● **TASK STATEMENT**
Extract every line of the data below and reproduce each one unchanged, without altering any wording, number, or punctuation.

● **DATA SHOWN**
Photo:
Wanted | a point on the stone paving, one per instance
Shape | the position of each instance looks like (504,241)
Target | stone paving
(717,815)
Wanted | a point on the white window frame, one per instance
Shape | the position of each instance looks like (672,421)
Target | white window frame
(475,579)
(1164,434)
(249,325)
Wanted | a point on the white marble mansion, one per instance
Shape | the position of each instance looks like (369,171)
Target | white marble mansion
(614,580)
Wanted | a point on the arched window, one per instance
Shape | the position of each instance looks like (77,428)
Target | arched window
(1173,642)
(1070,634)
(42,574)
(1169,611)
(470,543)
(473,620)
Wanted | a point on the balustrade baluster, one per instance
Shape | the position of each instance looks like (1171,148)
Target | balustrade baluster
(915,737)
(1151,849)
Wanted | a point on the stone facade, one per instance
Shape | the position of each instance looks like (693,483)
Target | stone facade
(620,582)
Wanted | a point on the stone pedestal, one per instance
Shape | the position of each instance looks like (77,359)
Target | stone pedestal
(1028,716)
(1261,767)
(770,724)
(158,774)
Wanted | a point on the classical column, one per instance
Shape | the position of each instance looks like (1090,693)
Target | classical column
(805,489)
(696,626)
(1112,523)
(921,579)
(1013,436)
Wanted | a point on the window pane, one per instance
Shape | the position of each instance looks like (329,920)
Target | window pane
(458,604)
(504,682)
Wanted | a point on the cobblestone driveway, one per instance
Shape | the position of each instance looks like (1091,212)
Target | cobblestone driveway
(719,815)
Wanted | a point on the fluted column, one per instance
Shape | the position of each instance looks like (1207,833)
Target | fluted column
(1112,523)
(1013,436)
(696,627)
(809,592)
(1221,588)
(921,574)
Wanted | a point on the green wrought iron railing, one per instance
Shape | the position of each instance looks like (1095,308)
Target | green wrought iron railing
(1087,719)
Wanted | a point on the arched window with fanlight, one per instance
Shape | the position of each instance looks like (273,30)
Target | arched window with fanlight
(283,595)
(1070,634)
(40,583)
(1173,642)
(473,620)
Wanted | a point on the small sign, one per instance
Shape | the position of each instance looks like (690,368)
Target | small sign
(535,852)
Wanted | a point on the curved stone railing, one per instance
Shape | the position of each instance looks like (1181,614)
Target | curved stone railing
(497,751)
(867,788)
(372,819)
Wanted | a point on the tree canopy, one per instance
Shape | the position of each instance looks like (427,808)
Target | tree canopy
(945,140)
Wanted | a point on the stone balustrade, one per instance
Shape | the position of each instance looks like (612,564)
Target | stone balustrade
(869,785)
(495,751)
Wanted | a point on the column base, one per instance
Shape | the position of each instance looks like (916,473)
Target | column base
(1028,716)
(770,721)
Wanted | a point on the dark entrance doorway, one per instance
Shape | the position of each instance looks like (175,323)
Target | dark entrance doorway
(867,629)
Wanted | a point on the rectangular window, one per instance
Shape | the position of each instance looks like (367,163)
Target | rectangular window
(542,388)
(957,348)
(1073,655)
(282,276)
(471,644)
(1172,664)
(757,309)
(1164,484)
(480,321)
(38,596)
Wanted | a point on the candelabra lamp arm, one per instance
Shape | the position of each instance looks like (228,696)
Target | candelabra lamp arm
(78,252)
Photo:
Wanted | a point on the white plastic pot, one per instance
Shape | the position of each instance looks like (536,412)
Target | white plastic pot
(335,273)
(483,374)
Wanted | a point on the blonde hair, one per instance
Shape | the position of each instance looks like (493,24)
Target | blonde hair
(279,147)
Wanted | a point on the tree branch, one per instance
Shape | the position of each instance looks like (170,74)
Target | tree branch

● **EXERCISE OUTPUT**
Photo:
Wanted | a point on the stone paving, one per instance
Shape | the position of each instance looks like (504,241)
Target | stone paving
(717,815)
Wanted | a point on the white window frame, one per instance
Shape | the position of each instance looks like (672,421)
Target | white window frame
(475,579)
(1164,434)
(249,325)
Wanted | a point on the white marble mansion, one per instance
Shape | the position of each instance looks like (369,171)
Target | white marble mansion
(614,580)
Wanted | a point on the arched window, one per instance
Shape | the position of each instance looks like (77,428)
Target | arched window
(1173,642)
(1070,634)
(42,574)
(1169,611)
(470,543)
(473,620)
Wanted | a point on the balustrade baluster, one per instance
Shape | the position of each instance looks like (1171,148)
Target | balustrade baluster
(915,737)
(1151,849)
Wanted | a point on the stone facade, one per instance
Shape | the position of each instance looks like (693,483)
Target | stone facade
(620,582)
Wanted | a point on the stone pedestal, one per instance
Shape | the position of each instance looks like (77,359)
Target | stone pedestal
(1028,716)
(1261,767)
(770,724)
(158,774)
Wanted | a point on the classical column, one per instance
Shape | the position of each instance looks like (1090,693)
Target | classical column
(805,489)
(696,626)
(1112,523)
(921,579)
(1013,436)
Wanted | a point on the window pane, one per instance
Shape | the position of each instance looks like (329,920)
Target | window pane
(458,604)
(504,682)
Wanted | a point on the cobblestone driveway, one per instance
Shape | the position of each instance looks like (1091,212)
Target | cobblestone driveway
(719,815)
Wanted | a point on the fluted column, one per instance
Shape | the position of each instance looks like (1207,833)
Target | fluted column
(1112,523)
(1013,436)
(696,627)
(809,592)
(1221,588)
(921,574)
Wanted | a point on the green wrought iron railing, one per instance
Shape | the position of each instance looks like (1095,308)
Target | green wrought iron railing
(1087,719)
Wanted | a point on the arched window with fanlight, one per instance
Shape | the position of each instance looks like (273,30)
Target | arched window with fanlight
(283,595)
(1070,634)
(40,583)
(1173,642)
(473,620)
Wanted | a point on the small sign, one per instance
Shape | the position of each instance looks like (690,368)
Target | small sign
(535,852)
Wanted | a point on the curved stone railing, one per instance
Shape | the position of each instance looks like (1181,614)
Target | curved stone railing
(497,751)
(867,788)
(372,819)
Wanted | a point on the tree canopy, one per instance
Shape | the position of each instance looks like (427,808)
Target | tree canopy
(945,140)
Wanted | a point on the stone balustrade, one per instance
Shape | the position of each instance looks like (612,564)
Target | stone balustrade
(869,785)
(495,751)
Wanted | a point on the column base, one per instance
Shape | the position of each instance looks like (916,473)
Target | column base
(1028,716)
(770,721)
Wanted | a point on the dark entrance doorway, one per instance
Shape | the position of each instance looks like (175,323)
Target | dark entrance doorway
(867,629)
Wanted | a point on the rectangular window, one per instance
Shape | the position of each instance looks like (367,163)
Target | rectangular window
(542,388)
(957,348)
(1073,655)
(282,276)
(471,644)
(1172,664)
(757,309)
(1164,484)
(480,321)
(38,596)
Wanted | a point on the candelabra lamp arm, one per instance
Shape | the position of each instance looks like (228,696)
Target | candelabra lamp arm
(78,252)
Photo:
Wanted | a point on the white plastic pot, one per instance
Shape | the position of each instance looks like (536,412)
Target | white plastic pot
(335,273)
(483,374)
Wanted | a point on the blonde hair, one per instance
Shape | the position of each instance looks like (493,24)
Target | blonde hair
(279,147)
Wanted | a point on the tree branch, one per instance
Shape | the position of each instance looks like (170,74)
Target | tree branch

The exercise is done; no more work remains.